[START Document text]

Another issue with existing luxury index funds, according to Pot, is that they often include consumer products along with luxury brands.
“The existing luxury index funds conflate luxury with consumer,” Pot said, adding that you can often find companies like Nike, Apple, or Marriot in other indexed luxury ETFs. “These are good companies, but they’re not luxury.”
“Consumer has different drivers,” he added.
See more: “Tema Launches Active Luxury & Reshoring ETFs”
Pot added that, because of the aspirational nature of the brands, luxury “is very defensive” and can weather inflationary storms. That’s because the sector has strong pricing power. After all, the more aspirational the product, the more pricing power it has.
“Luxury is now at a junction where it’s proving resilient and defensive in a challenging environment,” he added.
Luxury is a business defined by “strong growth, high profitability, and high returns,” Pot said. “But unlike technology, most luxury companies are fairly valued.”
Returning Manufacturing to the U.S.
LUX is one of two new funds that Tema ETFs has listed on the New York Stock Exchange. In addition to LUX, the company has also launched the Tema American Reshoring ETF (NYSE Arca: RSHO).
American reshoring is the process of returning manufacturing to the U.S. It is driven by supply chain insecurity, deglobalization, and geopolitical tensions.
RSHO seeks to provide long-term growth by investing in companies that stand to benefit from manufacturing moving back to U.S. shores. The fund predominantly targets companies that span sectors such as industrials, transport, infrastructure, materials, and semiconductors.
Reshoring involves three kinds of companies: manufacturers that bring production back, facilitators that help “build” this industrial base, and beneficiaries that benefit from this trend.
“These are companies that are going to benefit from this multi-decade trend [of] deglobalization,” Pot said.
Pot described reshoring as “a multi-year megatrend” that “has accelerated in the last 24 months because of political pressures… and supply chain insecurity.” He added that reshoring is “a big theme with increasing federal support.”
And like with luxury, Pot said investors can’t just buy general industrials exposure. The trend requires deep analysis to identify true reshoring firms. Plus, there are many under-the-radar medium-sized companies that will be huge reshoring winners. This is why the fund is also actively managed and uses a bottom-up research process to select its holdings.
Active Risk Management
In addition to being actively managed, Pot described Tema’s debut funds as also being “risk-managed.”
“For us, investment management starts with risk management,” he said. “The foundation of our asset management approach is in risk management.”
For Tema, this means “identifying the right risks, managing those risks, and prioritizing those risks. That is a key exercise.”
LUX and RSHO are just the beginning for Tema. The firm plans to launch a whole suite of institutional-grade actively managed thematic ETF.
“We’re not trying to time the market here,” Pot said. “We think these are long-term structural trends.”

[END Document text]
[START Record set]

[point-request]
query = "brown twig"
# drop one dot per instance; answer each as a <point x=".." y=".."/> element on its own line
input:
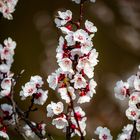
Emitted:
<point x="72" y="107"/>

[END Record set]

Answer these questions from the article on Tema's luxury and reshoring funds:
(a) Which companies does Pot name as examples found in other indexed luxury ETFs?
(b) What three kinds of companies does reshoring involve?
(c) On which exchange has Tema ETFs listed its two new funds?

Correct answer:
(a) Nike, Apple, and Marriot.
(b) Manufacturers that bring production back, facilitators that help build the industrial base, and beneficiaries that benefit from the trend.
(c) The New York Stock Exchange.